= Requirement =
For this exercise, copy each line of the records that contains the word "water".

= Material shown =
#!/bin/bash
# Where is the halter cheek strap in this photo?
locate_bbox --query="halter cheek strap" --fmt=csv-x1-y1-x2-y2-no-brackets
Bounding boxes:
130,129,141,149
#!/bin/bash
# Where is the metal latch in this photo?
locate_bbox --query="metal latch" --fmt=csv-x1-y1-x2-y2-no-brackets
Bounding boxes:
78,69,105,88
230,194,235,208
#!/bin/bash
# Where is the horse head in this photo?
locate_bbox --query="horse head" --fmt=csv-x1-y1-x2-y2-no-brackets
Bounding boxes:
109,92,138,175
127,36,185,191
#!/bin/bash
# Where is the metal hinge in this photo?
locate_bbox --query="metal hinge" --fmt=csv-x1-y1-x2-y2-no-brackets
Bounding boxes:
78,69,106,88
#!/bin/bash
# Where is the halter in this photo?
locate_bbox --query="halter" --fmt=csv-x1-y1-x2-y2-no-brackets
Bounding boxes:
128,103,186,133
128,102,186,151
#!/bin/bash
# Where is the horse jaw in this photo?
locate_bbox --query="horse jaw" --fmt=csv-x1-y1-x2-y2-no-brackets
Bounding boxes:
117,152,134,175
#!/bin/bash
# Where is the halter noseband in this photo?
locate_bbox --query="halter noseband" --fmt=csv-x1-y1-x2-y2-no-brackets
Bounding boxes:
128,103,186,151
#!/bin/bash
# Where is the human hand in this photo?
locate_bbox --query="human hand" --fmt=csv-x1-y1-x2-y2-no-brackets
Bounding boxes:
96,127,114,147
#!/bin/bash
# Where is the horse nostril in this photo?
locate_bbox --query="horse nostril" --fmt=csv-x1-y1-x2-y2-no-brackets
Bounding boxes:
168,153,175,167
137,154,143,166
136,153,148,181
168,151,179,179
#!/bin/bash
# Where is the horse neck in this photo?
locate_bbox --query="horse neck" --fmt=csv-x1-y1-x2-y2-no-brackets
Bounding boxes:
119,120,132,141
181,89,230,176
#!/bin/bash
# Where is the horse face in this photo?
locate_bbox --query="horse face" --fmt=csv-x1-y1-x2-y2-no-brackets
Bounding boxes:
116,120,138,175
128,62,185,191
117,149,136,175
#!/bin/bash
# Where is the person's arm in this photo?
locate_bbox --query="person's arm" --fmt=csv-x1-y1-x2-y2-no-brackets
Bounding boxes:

---

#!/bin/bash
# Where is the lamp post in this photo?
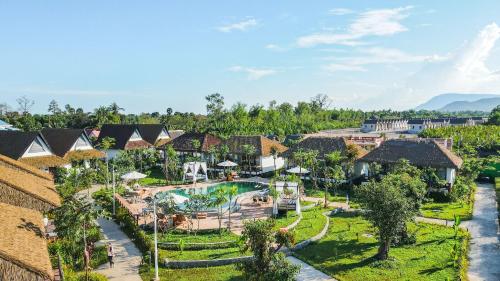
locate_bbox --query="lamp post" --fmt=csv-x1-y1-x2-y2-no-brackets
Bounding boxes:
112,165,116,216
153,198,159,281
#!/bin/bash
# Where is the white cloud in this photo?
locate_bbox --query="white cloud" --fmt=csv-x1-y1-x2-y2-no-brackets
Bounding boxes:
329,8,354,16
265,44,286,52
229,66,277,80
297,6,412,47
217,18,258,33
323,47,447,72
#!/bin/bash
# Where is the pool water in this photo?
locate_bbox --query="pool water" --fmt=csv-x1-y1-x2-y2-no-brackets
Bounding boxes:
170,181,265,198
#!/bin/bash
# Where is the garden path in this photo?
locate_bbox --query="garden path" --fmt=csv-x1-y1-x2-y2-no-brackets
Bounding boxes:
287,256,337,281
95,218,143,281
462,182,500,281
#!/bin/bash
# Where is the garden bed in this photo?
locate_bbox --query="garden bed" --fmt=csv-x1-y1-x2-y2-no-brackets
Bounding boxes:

==

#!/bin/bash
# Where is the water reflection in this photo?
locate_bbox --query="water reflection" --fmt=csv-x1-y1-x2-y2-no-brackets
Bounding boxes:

= Response area =
# Where is the pool water in this photo?
locate_bbox --query="pool water" --fmt=csv-x1-y1-x2-y2-no-brackets
# Where is the water reflection in this photo?
locate_bbox --query="water reflection" --fmt=csv-x1-y1-x2-y2-no-brackets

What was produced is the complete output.